Che il cambiamento climatico e la tutela dell’ambiente occupino i primi posti tra le preoccupazioni dei tedeschi è una circostanza assodata. Ma altrettanto forte resta il timore che un intervento radicale su questo terreno comporti un impatto negativo sulla struttura industriale e produttiva della Germania. Cosicché un governo a preponderanza verde avrebbe rischiato di attivare una fase di transizione troppo rapida e traumatica per milioni di lavoratori e lavoratrici impiegati nell’industria tradizionale.

Tutto sommato la percezione della Germania come un modello di successo in grado di garantire la continuità di accettabili livelli di benessere è ancora piuttosto radicata.

Di certo la crescita delle diseguaglianze sociali si è fatta sentire ed è stata messa a tema, così come le numerose falle nel sistema di Welfare. Ne è conseguita la speranza (o la credenza) che un rafforzamento della socialdemocrazia, pur logorata da anni di cogestione subalterna del potere con la Cdu-Csu, avrebbe potuto correggere senza troppi traumi queste tendenze negative. Essendosi peraltro offuscata la memoria di quella feroce riforma liberista del mercato del lavoro che proprio un governo socialdemocratico, quello di Gerhard Schröder, aveva predisposto e messo a disposizione dei futuri successi cristiano-democratici.

== == ==

**DA FARE:**
• 1. Indica se ciascuna affermazione concorda con il brano sulla politica tedesca, rispondendo sì o no e citando le parole del brano che lo stabiliscono. (a) La tutela dell'ambiente è tra le principali preoccupazioni dei tedeschi. (b) La percezione della Germania come modello di successo è ormai scomparsa. (c) La riforma liberista del mercato del lavoro fu predisposta da un governo cristiano-democratico.
• 2. Secondo il brano sulla politica tedesca, con quale partito la socialdemocrazia ha condiviso il potere per anni?
• 3. Prosegui il brano sulla politica tedesca a partire dalla sua ultima frase.

[Elementi del dataset memorizzati]
== == ==

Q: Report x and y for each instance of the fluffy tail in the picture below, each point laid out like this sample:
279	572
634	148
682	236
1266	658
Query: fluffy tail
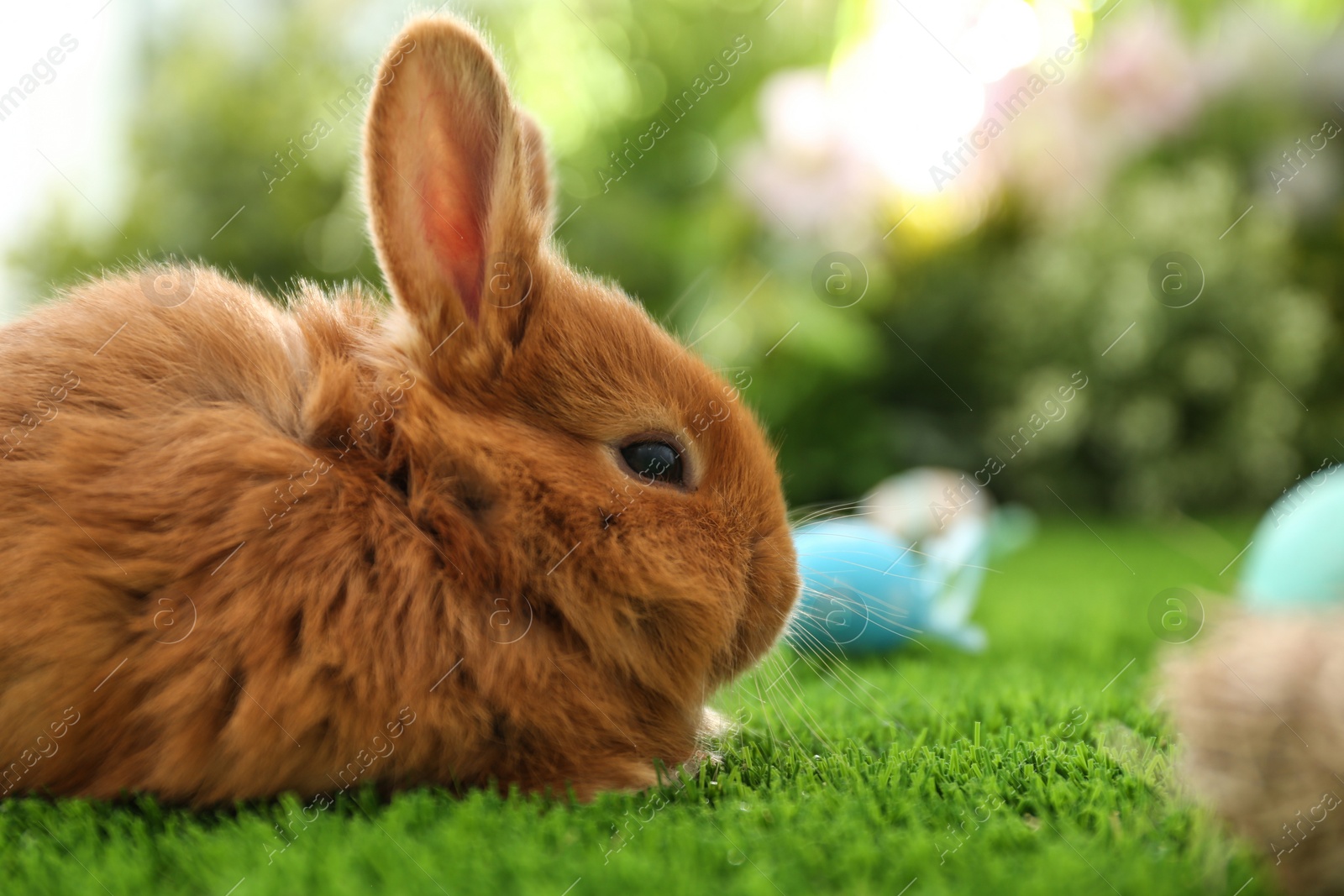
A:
1261	710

== == ==

**RISPOSTE ATTESE:**
• 1.
(a) Sì: "occupino i primi posti tra le preoccupazioni dei tedeschi".
(b) No: "è ancora piuttosto radicata".
(c) No: "proprio un governo socialdemocratico, quello di Gerhard Schröder, aveva predisposto".

• 2. Con la Cdu-Csu.

• 3.
Non è certo stata nessuna forma di paura a influire sui comportamenti elettorali: né quella dell’immigrazione, né quella delle presunte mire europee sui portafogli dei tedeschi, né quella di pericolosi squilibri geopolitici, né quella di un uso illiberale delle politiche di contenimento della pandemia e nemmeno, fino in fondo, quella della catastrofe climatica. Piuttosto una generica insofferenza e una diffusa incertezza che si sono riflesse nella accresciuta frammentazione del voto.

E, soprattutto, nell’accelerazione di quel declino della Cdu in corso ormai da tempo. Che cosa sarà questo partito dopo Angela Merkel resta un’incognita. Quale forma assumerà la politica conservatrice? Quale equilibrio tra antiche certezze e bisogni di innovazione? Quali capacità di mantenere la coesione sociale? Quale bilanciamento tra interesse nazionale e impegno europeo?

A questi quesiti la Cancelliera sapeva dare risposte contingenti, talvolta infelici, talaltra contraddittorie, spesso dilatorie, ma generalmente capaci di impedire conflagrazioni e di evitare vicoli ciechi. Ma senza elaborare una dottrina, una linea di condotta, un’immagine politica non personale da trasmettere a chi le sarebbe succeduto.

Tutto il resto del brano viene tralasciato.